*** Provided entries

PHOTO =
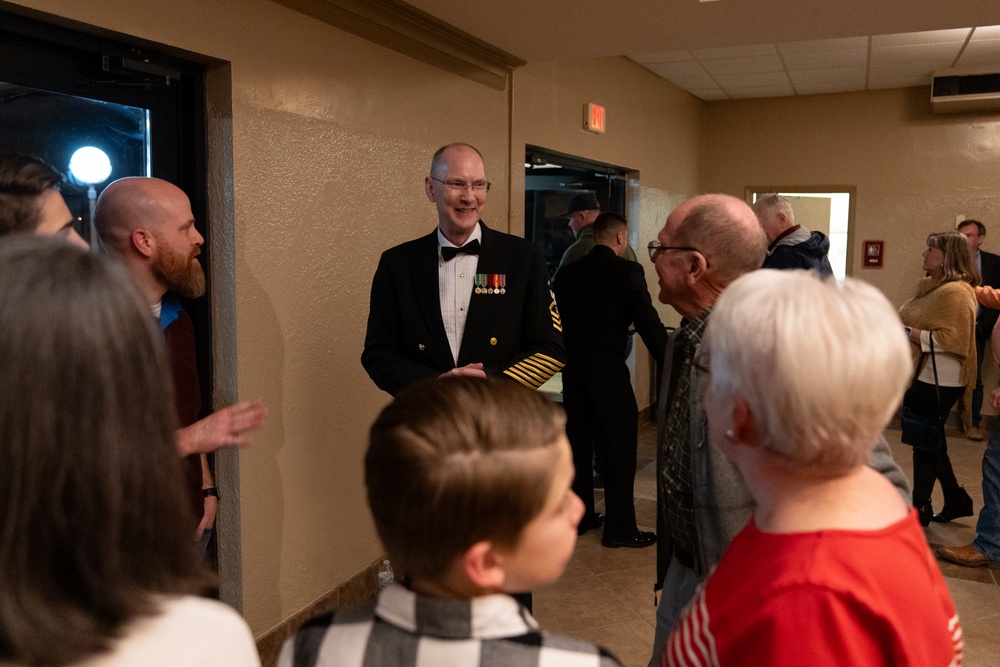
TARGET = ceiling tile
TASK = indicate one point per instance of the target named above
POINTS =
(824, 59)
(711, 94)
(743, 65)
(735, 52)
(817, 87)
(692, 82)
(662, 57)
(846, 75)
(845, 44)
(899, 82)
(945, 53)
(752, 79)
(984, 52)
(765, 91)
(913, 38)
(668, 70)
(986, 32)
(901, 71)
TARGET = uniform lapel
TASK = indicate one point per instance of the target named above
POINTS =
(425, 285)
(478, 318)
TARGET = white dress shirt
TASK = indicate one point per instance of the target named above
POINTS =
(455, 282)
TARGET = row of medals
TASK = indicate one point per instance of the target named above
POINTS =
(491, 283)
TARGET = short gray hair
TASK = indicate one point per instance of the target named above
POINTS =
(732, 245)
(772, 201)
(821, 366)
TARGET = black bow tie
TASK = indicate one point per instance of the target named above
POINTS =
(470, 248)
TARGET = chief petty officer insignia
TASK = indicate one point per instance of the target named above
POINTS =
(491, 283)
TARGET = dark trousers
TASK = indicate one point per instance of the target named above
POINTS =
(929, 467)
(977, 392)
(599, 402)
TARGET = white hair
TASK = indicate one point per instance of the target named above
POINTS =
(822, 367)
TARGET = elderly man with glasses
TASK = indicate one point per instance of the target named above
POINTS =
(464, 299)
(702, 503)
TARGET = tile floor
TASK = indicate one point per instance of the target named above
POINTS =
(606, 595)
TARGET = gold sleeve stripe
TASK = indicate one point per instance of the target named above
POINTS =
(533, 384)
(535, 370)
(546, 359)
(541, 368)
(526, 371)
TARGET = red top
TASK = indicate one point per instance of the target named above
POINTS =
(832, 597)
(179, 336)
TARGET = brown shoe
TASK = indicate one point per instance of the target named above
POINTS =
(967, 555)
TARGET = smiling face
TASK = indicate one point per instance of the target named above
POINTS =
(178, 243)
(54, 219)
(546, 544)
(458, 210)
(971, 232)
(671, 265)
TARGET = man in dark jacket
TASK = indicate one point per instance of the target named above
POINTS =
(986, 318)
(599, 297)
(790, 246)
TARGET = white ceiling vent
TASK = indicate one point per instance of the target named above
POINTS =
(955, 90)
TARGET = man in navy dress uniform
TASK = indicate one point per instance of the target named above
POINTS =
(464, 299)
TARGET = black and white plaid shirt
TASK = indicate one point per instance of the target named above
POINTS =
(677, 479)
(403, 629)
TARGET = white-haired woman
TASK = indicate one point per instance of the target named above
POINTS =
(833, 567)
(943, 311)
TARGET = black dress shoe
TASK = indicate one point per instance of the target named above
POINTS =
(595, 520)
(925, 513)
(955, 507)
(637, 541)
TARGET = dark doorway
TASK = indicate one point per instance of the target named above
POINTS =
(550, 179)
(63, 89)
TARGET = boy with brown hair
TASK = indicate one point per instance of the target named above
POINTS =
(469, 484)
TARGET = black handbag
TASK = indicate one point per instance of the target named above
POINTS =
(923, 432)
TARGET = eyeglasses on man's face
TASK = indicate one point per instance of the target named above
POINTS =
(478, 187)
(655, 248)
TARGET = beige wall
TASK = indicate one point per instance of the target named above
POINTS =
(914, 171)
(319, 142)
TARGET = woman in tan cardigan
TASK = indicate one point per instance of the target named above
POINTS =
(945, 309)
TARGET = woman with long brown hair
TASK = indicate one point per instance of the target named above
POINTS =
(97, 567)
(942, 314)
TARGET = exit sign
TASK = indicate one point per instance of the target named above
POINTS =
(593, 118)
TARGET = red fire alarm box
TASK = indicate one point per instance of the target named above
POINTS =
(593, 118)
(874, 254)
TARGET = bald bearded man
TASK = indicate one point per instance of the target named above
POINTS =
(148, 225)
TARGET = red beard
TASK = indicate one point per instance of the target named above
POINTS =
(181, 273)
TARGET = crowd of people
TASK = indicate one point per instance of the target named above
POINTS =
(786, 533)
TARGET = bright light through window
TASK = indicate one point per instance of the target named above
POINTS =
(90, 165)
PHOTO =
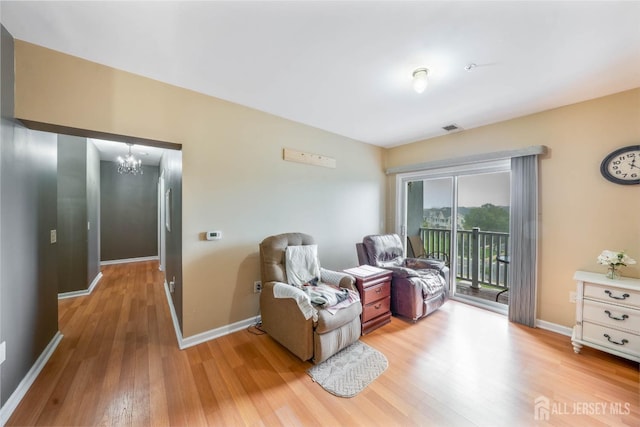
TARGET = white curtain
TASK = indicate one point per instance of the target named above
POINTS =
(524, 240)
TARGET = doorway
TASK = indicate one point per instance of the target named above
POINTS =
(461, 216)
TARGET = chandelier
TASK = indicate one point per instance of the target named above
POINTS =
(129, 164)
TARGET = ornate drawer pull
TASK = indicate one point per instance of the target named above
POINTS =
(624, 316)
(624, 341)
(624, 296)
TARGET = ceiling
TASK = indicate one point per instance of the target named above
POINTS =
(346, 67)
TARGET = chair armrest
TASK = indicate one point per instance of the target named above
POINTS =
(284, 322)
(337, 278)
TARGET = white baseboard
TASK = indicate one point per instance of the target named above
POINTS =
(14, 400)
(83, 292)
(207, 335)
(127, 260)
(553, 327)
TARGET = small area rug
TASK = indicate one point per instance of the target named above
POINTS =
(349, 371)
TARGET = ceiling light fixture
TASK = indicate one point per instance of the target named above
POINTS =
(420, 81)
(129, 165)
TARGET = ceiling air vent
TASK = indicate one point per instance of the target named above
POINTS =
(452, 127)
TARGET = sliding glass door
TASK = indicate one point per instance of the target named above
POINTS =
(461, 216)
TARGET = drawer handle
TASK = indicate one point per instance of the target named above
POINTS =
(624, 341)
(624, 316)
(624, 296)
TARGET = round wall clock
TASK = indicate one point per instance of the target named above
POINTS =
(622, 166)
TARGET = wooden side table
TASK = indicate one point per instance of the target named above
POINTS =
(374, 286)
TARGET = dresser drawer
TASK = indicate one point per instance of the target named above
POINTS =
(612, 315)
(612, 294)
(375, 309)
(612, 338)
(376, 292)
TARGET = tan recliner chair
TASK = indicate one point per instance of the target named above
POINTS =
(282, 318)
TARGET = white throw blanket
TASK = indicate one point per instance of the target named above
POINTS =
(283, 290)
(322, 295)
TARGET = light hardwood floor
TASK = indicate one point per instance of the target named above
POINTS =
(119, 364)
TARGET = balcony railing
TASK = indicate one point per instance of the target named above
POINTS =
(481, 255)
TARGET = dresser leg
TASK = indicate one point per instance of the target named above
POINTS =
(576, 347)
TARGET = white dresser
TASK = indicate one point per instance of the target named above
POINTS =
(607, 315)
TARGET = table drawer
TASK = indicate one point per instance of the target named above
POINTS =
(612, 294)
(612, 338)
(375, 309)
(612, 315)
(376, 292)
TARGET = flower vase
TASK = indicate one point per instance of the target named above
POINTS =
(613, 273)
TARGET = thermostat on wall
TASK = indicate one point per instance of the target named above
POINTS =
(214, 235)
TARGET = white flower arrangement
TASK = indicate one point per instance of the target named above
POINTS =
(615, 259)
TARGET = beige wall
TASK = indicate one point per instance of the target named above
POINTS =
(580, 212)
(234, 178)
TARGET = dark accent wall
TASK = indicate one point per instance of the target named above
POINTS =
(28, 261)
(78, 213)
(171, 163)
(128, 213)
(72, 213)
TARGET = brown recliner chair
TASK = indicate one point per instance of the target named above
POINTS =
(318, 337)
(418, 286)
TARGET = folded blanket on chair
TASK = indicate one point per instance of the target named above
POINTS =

******
*** Provided entries

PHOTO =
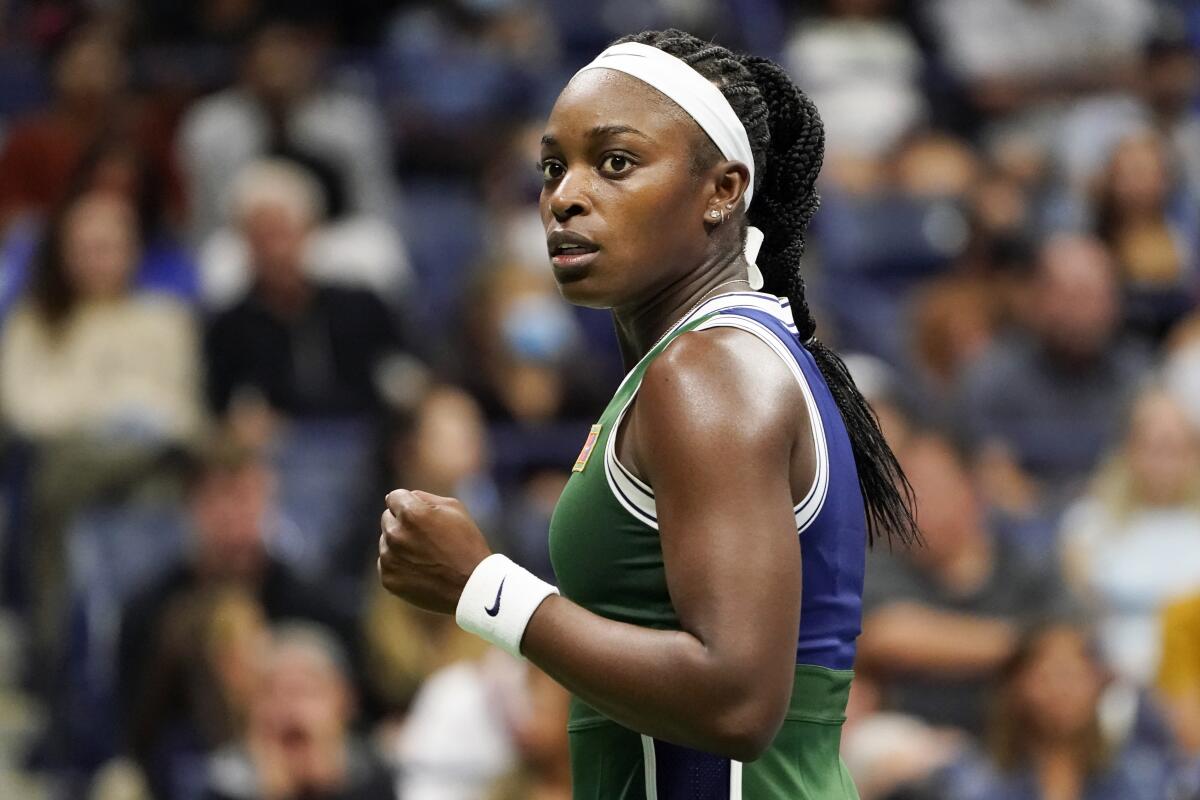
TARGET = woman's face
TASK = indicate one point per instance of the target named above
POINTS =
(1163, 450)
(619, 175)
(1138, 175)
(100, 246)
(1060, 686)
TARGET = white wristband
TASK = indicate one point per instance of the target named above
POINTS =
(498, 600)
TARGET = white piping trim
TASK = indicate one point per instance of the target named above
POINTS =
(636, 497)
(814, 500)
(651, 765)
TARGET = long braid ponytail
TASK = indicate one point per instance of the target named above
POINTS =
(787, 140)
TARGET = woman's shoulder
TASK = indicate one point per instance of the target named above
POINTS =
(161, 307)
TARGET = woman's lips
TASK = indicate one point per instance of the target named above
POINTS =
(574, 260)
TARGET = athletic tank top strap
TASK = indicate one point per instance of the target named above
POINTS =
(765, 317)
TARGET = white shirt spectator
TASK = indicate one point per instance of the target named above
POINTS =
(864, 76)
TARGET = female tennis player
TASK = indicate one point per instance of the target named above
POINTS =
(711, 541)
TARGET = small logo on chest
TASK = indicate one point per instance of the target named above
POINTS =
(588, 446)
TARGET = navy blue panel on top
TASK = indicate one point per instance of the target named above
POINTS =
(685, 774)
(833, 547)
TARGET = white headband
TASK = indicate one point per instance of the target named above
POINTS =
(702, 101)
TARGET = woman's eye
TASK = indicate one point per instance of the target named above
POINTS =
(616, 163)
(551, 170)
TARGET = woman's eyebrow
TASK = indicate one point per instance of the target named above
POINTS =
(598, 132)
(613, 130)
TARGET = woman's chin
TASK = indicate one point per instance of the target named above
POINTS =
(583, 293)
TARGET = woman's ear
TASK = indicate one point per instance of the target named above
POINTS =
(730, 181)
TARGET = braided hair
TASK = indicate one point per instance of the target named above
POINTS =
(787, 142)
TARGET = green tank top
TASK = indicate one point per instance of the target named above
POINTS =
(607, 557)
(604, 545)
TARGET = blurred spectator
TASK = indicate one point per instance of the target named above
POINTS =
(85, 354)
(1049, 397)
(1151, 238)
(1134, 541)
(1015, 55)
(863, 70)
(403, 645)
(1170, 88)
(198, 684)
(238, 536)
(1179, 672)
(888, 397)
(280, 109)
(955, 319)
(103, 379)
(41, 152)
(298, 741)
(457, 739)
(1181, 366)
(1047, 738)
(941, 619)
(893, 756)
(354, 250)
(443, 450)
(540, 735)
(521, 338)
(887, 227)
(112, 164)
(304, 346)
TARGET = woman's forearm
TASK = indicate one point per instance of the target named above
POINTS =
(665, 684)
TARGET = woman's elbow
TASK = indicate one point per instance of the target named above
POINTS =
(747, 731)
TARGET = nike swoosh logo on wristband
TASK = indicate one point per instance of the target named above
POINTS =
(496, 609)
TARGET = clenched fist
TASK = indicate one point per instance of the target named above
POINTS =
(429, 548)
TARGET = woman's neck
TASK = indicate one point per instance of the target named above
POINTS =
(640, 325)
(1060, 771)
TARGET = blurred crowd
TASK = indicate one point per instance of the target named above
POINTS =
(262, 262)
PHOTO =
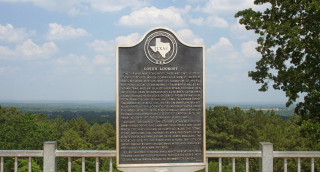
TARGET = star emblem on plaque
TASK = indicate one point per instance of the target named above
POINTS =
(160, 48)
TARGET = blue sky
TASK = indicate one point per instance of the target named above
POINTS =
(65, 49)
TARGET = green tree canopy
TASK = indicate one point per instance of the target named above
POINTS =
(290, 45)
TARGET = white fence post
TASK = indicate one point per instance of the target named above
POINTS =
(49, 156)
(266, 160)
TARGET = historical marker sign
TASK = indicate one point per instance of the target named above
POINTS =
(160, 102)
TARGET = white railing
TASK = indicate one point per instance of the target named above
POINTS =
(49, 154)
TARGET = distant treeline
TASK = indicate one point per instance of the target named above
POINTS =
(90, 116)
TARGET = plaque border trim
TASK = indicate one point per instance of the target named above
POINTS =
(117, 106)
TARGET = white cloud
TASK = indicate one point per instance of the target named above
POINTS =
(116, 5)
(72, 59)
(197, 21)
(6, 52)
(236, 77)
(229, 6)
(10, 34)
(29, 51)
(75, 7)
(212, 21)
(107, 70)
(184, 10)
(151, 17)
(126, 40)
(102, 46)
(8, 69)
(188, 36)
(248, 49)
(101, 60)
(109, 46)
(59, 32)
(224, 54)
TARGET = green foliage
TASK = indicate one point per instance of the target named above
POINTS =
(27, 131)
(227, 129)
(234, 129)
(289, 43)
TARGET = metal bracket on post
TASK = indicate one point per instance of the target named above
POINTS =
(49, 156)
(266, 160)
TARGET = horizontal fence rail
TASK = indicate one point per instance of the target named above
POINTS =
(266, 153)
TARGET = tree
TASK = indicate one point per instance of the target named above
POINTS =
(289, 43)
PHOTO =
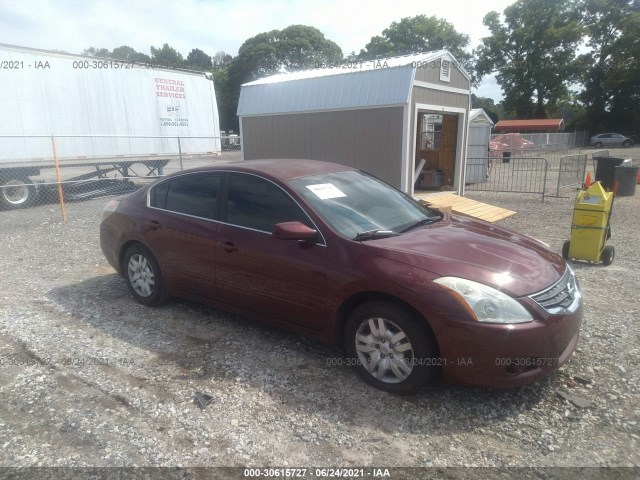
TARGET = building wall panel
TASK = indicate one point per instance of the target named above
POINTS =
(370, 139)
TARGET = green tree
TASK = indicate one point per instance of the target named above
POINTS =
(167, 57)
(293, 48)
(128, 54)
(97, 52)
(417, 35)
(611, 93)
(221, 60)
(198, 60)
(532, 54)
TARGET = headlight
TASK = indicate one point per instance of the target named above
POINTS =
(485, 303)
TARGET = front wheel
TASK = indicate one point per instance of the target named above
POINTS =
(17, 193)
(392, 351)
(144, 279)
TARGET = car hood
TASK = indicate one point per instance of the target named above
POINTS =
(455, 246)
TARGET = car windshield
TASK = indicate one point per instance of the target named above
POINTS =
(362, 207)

******
*** Provided entries

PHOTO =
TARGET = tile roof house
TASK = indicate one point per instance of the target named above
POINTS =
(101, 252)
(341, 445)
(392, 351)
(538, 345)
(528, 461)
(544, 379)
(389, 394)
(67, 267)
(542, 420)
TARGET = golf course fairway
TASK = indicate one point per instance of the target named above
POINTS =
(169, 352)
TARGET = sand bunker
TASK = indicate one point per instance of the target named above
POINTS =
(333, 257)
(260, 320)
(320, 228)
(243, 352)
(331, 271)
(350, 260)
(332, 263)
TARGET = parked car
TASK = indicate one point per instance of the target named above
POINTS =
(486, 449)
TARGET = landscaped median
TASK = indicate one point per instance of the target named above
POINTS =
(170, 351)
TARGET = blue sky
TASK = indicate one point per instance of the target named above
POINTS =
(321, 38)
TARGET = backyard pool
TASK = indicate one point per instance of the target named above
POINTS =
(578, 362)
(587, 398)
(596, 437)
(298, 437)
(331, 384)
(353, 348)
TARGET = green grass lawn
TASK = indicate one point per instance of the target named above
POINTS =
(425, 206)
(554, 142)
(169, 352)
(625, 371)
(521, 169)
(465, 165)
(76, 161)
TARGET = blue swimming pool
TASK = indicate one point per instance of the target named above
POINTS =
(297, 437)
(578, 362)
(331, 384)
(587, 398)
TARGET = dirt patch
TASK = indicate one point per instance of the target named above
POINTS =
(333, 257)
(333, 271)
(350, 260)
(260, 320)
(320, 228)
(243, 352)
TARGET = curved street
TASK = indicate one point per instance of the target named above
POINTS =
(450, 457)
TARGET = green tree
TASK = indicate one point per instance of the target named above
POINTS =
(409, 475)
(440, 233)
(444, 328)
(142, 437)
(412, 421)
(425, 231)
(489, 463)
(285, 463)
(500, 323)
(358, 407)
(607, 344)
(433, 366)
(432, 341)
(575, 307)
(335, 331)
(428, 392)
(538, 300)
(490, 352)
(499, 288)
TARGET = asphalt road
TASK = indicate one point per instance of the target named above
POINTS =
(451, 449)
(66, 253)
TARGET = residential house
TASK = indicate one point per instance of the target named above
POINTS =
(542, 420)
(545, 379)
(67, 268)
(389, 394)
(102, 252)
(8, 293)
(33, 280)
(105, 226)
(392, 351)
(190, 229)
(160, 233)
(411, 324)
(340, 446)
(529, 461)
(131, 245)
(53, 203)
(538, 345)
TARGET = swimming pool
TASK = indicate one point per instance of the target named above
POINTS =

******

Report each line of the listing above that contains the word "small", copying every such line in full.

-- Worked answer --
TARGET = small area rug
TARGET = small logo on chest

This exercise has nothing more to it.